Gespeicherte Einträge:
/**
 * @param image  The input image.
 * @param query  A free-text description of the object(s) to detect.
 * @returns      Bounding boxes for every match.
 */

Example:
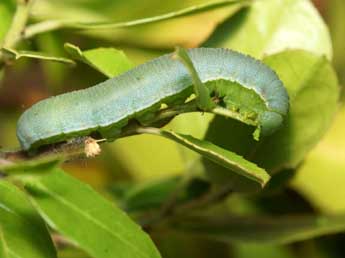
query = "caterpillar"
[17,48,289,150]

ANWEISUNG: Filtere die Daten oben nach dem Wort „query“ und gib jede Zeile, die es enthält, vollständig wieder.

AUFGABENERGEBNIS:
 * @param query  A free-text description of the object(s) to detect.
query = "caterpillar"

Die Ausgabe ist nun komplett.